To do:
Please rewrite the records below as a JSON list of strings, with one string for each line and blank lines omitted.

'''

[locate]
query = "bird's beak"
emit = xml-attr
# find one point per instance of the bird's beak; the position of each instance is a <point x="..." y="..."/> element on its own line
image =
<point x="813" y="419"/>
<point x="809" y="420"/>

'''

Solution below:
[
  "[locate]",
  "query = \"bird's beak\"",
  "emit = xml-attr",
  "# find one point per instance of the bird's beak; the position of each instance is a <point x=\"...\" y=\"...\"/> element on its own line",
  "image =",
  "<point x=\"813\" y=\"419\"/>",
  "<point x=\"809\" y=\"420\"/>"
]